▸ **EXTRACT TO READ**
..........
Of course, we cannot compare number of drafts done on-line with the original homework summaries, since the later were done without feedback and presumably without successive drafts. Nor have we yet assessed summary quality or student time-on-task. In our future analysis of the experiment we will evaluate the quality of the various drafts using both human judgments and LSA measures. However, informal observation during the experiment suggests that engagement with the software maintained student task-oriented focus on revising the summaries, particularly in the collaborative condition. In writing summaries of part I, groups submitted 70% more drafts than individual students – an average of 12 compared to 7. In part II (which was more difficult and was done when the students had more experience with the system) collaborative groups submitted an average of 22 drafts as opposed to 16 by individuals. Interaction with the software in the collaborative groups prompted stimulating discussions about the summarization process and ways of improving the final draft – as well as the impressive number of revisions. Computer support of collaboration opens up a new dimension for the evolution of student articulations beyond what we have focused on in our research to date. In our future work we will try to develop interface features, feedback mechanisms, and communication supports for collaboration to exploit the potential of collaborative learning.

II. Evolution of the Student-Computer Interface

What did the students view on the computer screen that was so motivating that they kept revising their summaries? The companion paper discusses in detail our shifting rationale for the design of the State the Essence interface. However, it may be useful here to show what the screen looked like after a summary draft was submitted. In the first year of our testing we built up a fairly elaborate display of feedback. Figure 1 shows a sample of the basic feedback.

Note that the main feedback concerns topic coverage. The original text is divided into five sections with headings. The feedback indicates which sections the students' summaries cover adequately or inadequately. A live Web link points to the text section that needs the most work. Other indications show which sentences are considered irrelevant (off topic for all sections) and which are redundant (repeating content covered in other sentences of the student summary). In addition, spelling problems are noted. Finally, warnings are given if the summary is too long or too short. The focus of the feedback is an overall score, with a goal of getting 10 points.

The evolution of the interface was driven primarily by the interplay of two factors:

  1. Our ideas for providing helpful feedback (see next Section).
  2. The students' cognitive ability to take advantage of various forms of feedback (see the companion paper).

We found that there was a thin line between feedback that provides too little help and feedback that is overwhelming. The exact location of this line depends heavily upon such factors as student maturity, student level of writing skills, class preparations for summarization tasks, classroom supports, software presentation styles.

For our second year, we simplified the feedback, making it more graphical and less detailed. Following a student suggestion, we renamed the system SummaryStreet. Figure 2 is a sample of feedback to a student summary:Here the dominant feature is a series of bars, whose length indicates how well the summary covers each of the original text’s sections. The strong vertical line indicates a goal to be achieved for coverage of each section. Dashed lines indicate the results of the student's previous trial, to show progress. Spelling errors are highlighted within the summary text for convenient correction. The detailed information about irrelevant and redundant sentences has been eliminated and the length considerations are not presented until a student has achieved the coverage goals for every section. (These different forms of feedback will be described in the next Section.)
..........
▸ **INFORMATION SHOWN**
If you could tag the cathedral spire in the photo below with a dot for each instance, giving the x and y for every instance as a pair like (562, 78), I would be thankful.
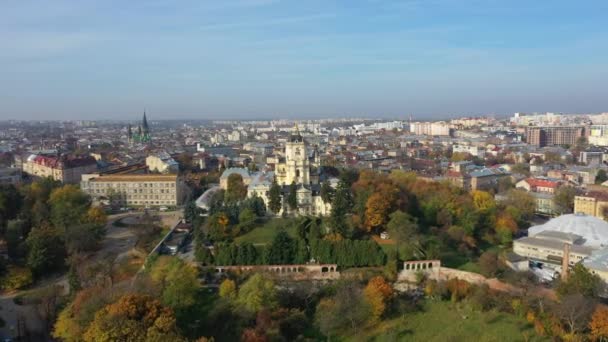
(144, 123)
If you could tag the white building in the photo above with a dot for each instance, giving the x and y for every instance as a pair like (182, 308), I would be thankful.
(162, 162)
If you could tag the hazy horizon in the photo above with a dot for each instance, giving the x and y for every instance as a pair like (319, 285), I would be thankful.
(250, 59)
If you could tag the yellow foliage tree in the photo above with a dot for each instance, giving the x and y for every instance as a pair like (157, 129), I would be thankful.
(228, 289)
(377, 209)
(377, 293)
(96, 215)
(483, 200)
(133, 318)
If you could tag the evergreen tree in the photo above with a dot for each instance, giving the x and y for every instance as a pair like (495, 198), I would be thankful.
(274, 198)
(282, 250)
(601, 176)
(292, 197)
(302, 256)
(327, 192)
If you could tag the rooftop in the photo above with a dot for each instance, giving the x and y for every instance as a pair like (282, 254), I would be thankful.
(594, 231)
(136, 178)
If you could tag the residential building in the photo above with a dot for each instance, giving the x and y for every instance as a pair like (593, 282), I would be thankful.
(162, 162)
(148, 190)
(554, 135)
(598, 135)
(10, 175)
(593, 203)
(62, 168)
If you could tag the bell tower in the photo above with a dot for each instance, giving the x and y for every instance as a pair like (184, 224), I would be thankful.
(296, 160)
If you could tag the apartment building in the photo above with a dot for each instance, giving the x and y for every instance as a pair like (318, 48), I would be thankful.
(147, 190)
(64, 168)
(554, 135)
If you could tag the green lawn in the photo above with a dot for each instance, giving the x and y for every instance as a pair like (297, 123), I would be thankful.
(446, 321)
(264, 234)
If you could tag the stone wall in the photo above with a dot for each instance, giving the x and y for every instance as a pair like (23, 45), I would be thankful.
(432, 270)
(295, 272)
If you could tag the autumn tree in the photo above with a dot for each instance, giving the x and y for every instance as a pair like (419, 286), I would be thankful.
(257, 293)
(96, 215)
(69, 206)
(377, 293)
(404, 230)
(274, 197)
(564, 199)
(580, 281)
(601, 176)
(599, 324)
(521, 202)
(236, 190)
(489, 264)
(46, 250)
(282, 249)
(327, 192)
(575, 310)
(228, 289)
(483, 200)
(377, 209)
(133, 318)
(292, 196)
(505, 227)
(346, 310)
(178, 282)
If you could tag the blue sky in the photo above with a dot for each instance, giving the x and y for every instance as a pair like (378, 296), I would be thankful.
(85, 59)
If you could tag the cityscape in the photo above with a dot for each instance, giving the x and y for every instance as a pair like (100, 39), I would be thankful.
(281, 171)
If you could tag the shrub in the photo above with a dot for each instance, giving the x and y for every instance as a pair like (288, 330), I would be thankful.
(16, 278)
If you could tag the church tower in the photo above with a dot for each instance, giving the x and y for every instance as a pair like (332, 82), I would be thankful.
(296, 160)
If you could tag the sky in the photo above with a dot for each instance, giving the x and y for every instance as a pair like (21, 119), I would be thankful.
(248, 59)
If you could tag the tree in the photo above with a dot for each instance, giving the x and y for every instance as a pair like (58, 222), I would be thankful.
(346, 310)
(68, 206)
(274, 198)
(483, 200)
(247, 220)
(342, 201)
(236, 190)
(601, 176)
(96, 216)
(599, 324)
(46, 250)
(505, 227)
(580, 281)
(10, 203)
(376, 210)
(327, 192)
(575, 310)
(488, 264)
(133, 318)
(84, 237)
(15, 233)
(523, 203)
(402, 228)
(564, 199)
(257, 293)
(292, 196)
(282, 249)
(177, 280)
(228, 289)
(377, 293)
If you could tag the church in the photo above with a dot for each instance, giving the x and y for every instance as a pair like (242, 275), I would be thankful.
(142, 136)
(299, 165)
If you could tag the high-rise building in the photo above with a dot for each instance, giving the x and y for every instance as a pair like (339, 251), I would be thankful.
(554, 135)
(598, 135)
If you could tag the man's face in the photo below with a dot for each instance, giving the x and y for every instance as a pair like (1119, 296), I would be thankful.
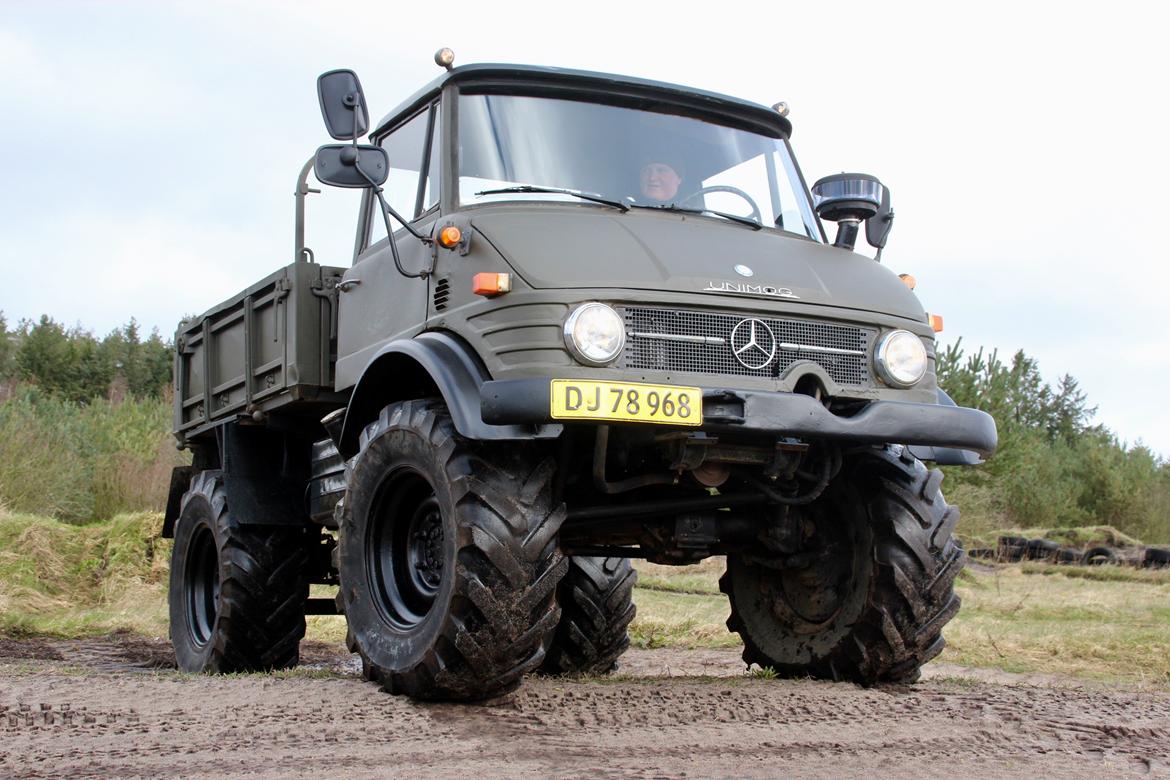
(660, 181)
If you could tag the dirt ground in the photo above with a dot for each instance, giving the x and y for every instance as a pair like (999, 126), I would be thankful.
(116, 708)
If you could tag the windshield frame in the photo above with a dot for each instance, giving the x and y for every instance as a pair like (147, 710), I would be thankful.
(724, 112)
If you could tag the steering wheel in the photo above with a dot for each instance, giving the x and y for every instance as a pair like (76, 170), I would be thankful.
(735, 191)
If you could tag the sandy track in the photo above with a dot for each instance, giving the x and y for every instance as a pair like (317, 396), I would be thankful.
(111, 708)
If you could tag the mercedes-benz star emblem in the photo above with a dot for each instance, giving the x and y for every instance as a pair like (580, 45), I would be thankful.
(752, 343)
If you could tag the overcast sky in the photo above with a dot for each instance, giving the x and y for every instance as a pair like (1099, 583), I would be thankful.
(152, 149)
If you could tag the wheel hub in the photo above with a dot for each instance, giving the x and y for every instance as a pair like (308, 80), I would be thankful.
..........
▸ **EXERCISE REQUIREMENTS**
**1.** How would you translate this sentence from the summary-feedback text into Spanish: "The original text is divided into five sections with headings."?
**2.** Could you rewrite the summary-feedback text, starting with "The evolution of the" and going on through "the companion paper).", with "interplay" changed to "interaction"?

▸ **PROBLEM SOLUTIONS**
**1.** El texto original está dividido en cinco secciones con encabezados.

**2.**
The evolution of the interface was driven primarily by the interaction of two factors:

  1. Our ideas for providing helpful feedback (see next Section).
  2. The students' cognitive ability to take advantage of various forms of feedback (see the companion paper).